EXERCISE TASK >>
Please pick out every line in the records below that contains the word "tree" and copy each of those lines.

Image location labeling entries
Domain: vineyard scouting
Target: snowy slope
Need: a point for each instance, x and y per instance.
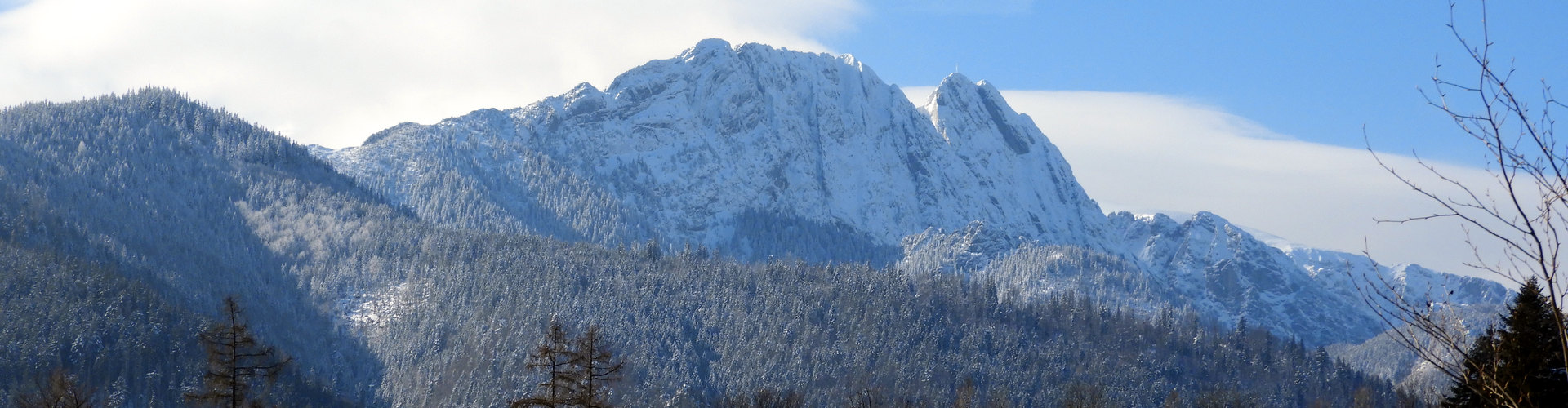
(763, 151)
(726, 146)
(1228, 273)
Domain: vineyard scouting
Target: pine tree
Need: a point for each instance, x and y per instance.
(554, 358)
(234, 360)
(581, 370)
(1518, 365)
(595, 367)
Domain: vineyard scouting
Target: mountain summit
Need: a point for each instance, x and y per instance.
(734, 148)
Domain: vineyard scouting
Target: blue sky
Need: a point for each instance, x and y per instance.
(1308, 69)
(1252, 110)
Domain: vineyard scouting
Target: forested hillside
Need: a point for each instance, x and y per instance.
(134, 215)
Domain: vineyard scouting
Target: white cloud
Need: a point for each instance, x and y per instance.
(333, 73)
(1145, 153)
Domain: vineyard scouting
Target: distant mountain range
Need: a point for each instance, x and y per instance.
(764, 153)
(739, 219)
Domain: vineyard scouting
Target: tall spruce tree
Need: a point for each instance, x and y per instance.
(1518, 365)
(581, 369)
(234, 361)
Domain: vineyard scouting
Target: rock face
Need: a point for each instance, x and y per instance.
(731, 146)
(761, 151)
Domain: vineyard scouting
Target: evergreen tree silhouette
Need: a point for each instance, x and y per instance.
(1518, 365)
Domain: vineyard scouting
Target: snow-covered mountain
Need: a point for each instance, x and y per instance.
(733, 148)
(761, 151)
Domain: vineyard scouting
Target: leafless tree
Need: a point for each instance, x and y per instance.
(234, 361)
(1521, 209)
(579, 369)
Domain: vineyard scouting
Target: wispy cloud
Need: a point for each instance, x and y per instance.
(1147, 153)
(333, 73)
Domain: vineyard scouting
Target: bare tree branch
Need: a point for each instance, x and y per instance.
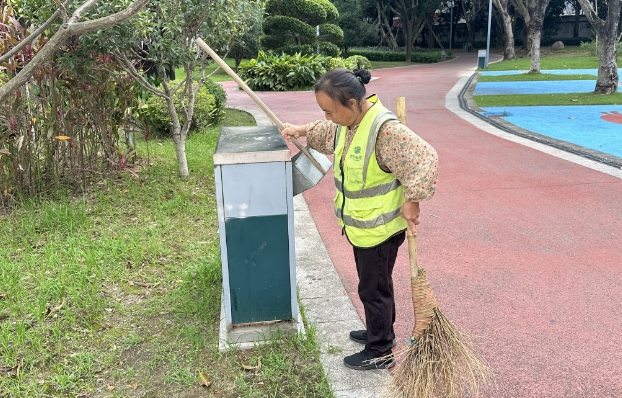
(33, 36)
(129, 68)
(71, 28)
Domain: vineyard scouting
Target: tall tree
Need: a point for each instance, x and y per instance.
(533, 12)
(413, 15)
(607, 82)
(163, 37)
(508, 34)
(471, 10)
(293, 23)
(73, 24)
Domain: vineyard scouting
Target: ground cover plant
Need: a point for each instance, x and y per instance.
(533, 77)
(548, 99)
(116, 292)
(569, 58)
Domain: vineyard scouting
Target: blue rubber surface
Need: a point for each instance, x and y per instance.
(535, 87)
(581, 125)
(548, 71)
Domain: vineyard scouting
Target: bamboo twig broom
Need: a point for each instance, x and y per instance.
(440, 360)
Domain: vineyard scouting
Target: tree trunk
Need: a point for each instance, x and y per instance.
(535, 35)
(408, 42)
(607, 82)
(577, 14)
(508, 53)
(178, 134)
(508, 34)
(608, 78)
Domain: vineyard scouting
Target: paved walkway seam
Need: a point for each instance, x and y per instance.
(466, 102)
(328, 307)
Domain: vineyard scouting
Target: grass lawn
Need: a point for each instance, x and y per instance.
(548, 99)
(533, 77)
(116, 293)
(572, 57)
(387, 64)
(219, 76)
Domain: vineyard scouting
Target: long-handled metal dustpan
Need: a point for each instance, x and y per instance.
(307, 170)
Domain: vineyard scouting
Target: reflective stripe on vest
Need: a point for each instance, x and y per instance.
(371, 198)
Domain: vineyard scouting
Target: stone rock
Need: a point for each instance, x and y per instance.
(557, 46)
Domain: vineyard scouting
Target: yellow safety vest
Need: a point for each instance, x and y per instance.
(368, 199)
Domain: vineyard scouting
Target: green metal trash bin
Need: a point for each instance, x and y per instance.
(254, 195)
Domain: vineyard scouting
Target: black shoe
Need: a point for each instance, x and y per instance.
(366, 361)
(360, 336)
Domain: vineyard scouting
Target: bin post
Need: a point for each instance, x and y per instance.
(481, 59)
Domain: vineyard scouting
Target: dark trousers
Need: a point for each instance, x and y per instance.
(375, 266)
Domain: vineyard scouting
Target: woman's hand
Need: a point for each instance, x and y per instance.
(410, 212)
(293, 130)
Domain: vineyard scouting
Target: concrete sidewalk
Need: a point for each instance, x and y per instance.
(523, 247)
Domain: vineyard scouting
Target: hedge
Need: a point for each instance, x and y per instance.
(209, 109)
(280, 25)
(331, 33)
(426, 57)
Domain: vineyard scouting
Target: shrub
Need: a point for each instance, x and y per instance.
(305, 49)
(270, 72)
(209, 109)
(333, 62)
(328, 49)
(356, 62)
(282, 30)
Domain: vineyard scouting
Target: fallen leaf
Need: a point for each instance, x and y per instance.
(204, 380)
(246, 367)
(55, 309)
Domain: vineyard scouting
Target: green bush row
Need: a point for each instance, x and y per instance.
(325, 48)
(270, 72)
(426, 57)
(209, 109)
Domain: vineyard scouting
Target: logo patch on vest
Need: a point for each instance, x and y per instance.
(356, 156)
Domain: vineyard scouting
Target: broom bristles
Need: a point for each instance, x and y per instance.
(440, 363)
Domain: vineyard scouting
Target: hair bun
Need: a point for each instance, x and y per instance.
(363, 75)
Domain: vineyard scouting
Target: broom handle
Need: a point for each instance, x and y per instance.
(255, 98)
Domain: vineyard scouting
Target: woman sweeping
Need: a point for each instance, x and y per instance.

PROBLEM SOLUTION >>
Target: pine tree
Target: tall spruce tree
Target: evergreen tree silhouette
Target: leafless tree
Target: bare tree branch
Target: tall tree
Target: tree trunk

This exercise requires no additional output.